* _Suas instruções_
Transcreva todos os registros abaixo, do primeiro ao último, sem mudar nada.

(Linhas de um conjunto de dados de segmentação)

########

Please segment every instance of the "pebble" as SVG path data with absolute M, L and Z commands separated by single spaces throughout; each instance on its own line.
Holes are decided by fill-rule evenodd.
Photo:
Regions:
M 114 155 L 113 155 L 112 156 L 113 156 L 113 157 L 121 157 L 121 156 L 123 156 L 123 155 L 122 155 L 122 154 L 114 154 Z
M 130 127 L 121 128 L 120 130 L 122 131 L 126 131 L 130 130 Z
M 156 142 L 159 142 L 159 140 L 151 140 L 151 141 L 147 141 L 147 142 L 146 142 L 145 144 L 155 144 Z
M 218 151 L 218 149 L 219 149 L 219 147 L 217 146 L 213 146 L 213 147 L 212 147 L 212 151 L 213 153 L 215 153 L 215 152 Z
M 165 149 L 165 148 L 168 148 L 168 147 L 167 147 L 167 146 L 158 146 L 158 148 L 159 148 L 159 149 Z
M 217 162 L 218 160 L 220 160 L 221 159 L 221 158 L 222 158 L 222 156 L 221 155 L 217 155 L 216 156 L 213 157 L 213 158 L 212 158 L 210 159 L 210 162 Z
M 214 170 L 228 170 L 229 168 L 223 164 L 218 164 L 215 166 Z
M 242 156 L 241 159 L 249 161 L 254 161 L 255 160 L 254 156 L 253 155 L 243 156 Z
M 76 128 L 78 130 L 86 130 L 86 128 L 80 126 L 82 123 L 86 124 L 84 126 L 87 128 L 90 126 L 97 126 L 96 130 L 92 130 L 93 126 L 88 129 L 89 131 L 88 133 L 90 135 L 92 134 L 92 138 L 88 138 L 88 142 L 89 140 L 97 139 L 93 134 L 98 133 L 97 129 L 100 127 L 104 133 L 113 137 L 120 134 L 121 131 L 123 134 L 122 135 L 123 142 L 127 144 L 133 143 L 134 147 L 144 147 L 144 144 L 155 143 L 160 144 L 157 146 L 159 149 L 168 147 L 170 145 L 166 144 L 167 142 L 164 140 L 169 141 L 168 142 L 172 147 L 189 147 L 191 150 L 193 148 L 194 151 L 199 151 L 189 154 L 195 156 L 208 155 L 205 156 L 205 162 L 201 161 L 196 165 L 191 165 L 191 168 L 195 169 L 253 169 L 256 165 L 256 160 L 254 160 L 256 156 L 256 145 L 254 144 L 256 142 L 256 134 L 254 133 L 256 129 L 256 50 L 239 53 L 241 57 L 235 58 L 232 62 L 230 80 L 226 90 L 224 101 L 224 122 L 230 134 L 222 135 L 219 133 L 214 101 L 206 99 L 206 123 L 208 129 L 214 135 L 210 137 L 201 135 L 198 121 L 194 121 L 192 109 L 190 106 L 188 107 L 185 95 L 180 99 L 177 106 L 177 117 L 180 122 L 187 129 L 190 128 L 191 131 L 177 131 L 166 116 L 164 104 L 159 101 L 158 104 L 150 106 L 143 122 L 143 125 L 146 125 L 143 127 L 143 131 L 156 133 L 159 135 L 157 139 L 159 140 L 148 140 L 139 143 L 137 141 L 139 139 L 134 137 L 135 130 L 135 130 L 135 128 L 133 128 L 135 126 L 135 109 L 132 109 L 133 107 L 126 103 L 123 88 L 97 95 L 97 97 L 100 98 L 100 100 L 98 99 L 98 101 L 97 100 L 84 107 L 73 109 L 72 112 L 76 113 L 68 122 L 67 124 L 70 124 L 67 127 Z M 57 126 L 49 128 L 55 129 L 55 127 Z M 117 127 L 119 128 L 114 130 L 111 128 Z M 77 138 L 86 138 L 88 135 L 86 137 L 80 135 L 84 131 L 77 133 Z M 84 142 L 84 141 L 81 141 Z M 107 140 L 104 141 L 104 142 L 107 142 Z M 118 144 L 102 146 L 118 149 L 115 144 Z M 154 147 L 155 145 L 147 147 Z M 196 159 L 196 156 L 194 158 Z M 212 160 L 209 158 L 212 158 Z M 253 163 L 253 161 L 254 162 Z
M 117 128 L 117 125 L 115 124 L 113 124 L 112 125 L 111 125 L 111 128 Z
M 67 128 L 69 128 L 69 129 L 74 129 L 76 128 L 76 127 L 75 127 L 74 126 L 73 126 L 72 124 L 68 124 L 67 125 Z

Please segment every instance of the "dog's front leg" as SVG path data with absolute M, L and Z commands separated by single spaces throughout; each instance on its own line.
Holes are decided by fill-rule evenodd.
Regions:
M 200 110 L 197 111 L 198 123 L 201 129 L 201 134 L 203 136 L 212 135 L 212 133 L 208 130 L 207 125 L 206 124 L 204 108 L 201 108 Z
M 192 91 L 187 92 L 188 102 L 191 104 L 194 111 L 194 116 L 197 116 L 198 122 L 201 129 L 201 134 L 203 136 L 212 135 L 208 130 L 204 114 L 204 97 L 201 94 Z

########

* _Resposta do exercício_
Please segment every instance of the "pebble" as SVG path data with absolute M, L and Z commands separated by single spaces throughout; each instance on its own line.
Holes are decided by fill-rule evenodd.
Photo:
Regions:
M 114 155 L 113 155 L 112 156 L 113 156 L 113 157 L 121 157 L 121 156 L 123 156 L 123 155 L 122 155 L 122 154 L 114 154 Z
M 130 127 L 121 128 L 120 130 L 122 131 L 126 131 L 130 130 Z
M 156 142 L 159 142 L 159 140 L 151 140 L 151 141 L 147 141 L 147 142 L 146 142 L 145 144 L 155 144 Z
M 218 151 L 218 149 L 219 149 L 219 147 L 217 146 L 213 146 L 213 147 L 212 147 L 212 151 L 213 153 L 215 153 L 215 152 Z
M 165 149 L 165 148 L 168 148 L 168 147 L 167 147 L 167 146 L 158 146 L 158 148 L 159 148 L 159 149 Z
M 217 162 L 218 160 L 220 160 L 221 159 L 221 158 L 222 158 L 222 156 L 221 155 L 217 155 L 216 156 L 213 157 L 213 158 L 212 158 L 210 159 L 210 162 Z
M 214 170 L 228 170 L 229 168 L 223 164 L 218 164 L 215 166 Z
M 242 156 L 241 159 L 249 161 L 254 161 L 255 160 L 254 156 L 253 155 L 243 156 Z
M 76 128 L 78 130 L 86 130 L 86 128 L 80 126 L 82 123 L 86 124 L 84 126 L 87 128 L 90 126 L 97 126 L 96 130 L 92 130 L 93 126 L 88 129 L 89 131 L 88 133 L 90 135 L 92 134 L 92 138 L 88 138 L 88 142 L 89 140 L 97 139 L 93 134 L 98 133 L 97 129 L 100 127 L 104 133 L 113 137 L 120 134 L 121 131 L 123 134 L 122 135 L 123 142 L 127 144 L 133 143 L 134 147 L 144 147 L 144 144 L 155 143 L 160 144 L 157 146 L 159 149 L 168 147 L 170 145 L 166 144 L 167 142 L 164 140 L 169 141 L 168 142 L 172 147 L 189 147 L 191 150 L 193 148 L 194 151 L 199 151 L 189 154 L 195 156 L 208 155 L 205 156 L 205 162 L 201 161 L 196 165 L 191 165 L 191 168 L 195 169 L 253 169 L 256 165 L 256 160 L 254 160 L 256 156 L 256 145 L 254 144 L 256 142 L 256 134 L 254 133 L 256 129 L 256 50 L 239 53 L 241 57 L 235 58 L 232 62 L 230 80 L 226 90 L 224 101 L 224 122 L 230 134 L 222 135 L 219 133 L 214 101 L 206 99 L 206 123 L 208 129 L 214 135 L 210 137 L 201 135 L 198 121 L 194 121 L 192 109 L 190 106 L 188 107 L 185 95 L 180 99 L 177 106 L 177 117 L 180 122 L 187 129 L 190 128 L 191 131 L 177 131 L 166 116 L 164 104 L 159 101 L 158 104 L 150 106 L 143 122 L 143 125 L 146 125 L 143 127 L 143 131 L 156 133 L 159 135 L 157 139 L 159 140 L 148 140 L 139 143 L 137 141 L 139 139 L 134 137 L 135 130 L 135 130 L 135 128 L 133 128 L 135 126 L 135 109 L 132 109 L 133 107 L 126 103 L 123 88 L 97 95 L 97 97 L 100 98 L 100 100 L 98 99 L 98 101 L 97 100 L 84 107 L 73 109 L 72 112 L 76 113 L 68 122 L 67 124 L 70 124 L 67 127 Z M 57 126 L 49 128 L 55 129 L 55 127 Z M 117 127 L 119 128 L 114 130 L 111 128 Z M 77 138 L 86 138 L 88 135 L 86 137 L 80 135 L 84 131 L 77 133 Z M 84 142 L 84 141 L 81 141 Z M 107 140 L 104 141 L 104 142 L 107 142 Z M 118 144 L 102 146 L 118 149 L 115 144 Z M 154 147 L 155 145 L 147 147 Z M 196 159 L 196 156 L 194 158 Z M 212 160 L 209 158 L 212 158 Z M 253 163 L 253 161 L 254 162 Z
M 117 128 L 117 125 L 115 124 L 113 124 L 112 125 L 111 125 L 111 128 Z
M 67 128 L 69 128 L 69 129 L 74 129 L 76 128 L 76 127 L 75 127 L 74 126 L 73 126 L 72 124 L 68 124 L 67 125 Z

Please segment every instance of the "dog's front leg" as SVG path data with absolute M, L and Z commands separated by single spaces throughout; each instance on its own line.
Holes are decided by fill-rule evenodd.
Regions:
M 200 110 L 197 111 L 198 123 L 201 129 L 201 134 L 203 136 L 212 135 L 212 133 L 208 130 L 207 125 L 206 124 L 204 108 L 201 108 Z
M 192 91 L 187 92 L 188 102 L 191 104 L 194 111 L 194 116 L 197 116 L 198 122 L 201 129 L 201 134 L 203 136 L 212 135 L 208 130 L 204 114 L 204 97 L 201 94 Z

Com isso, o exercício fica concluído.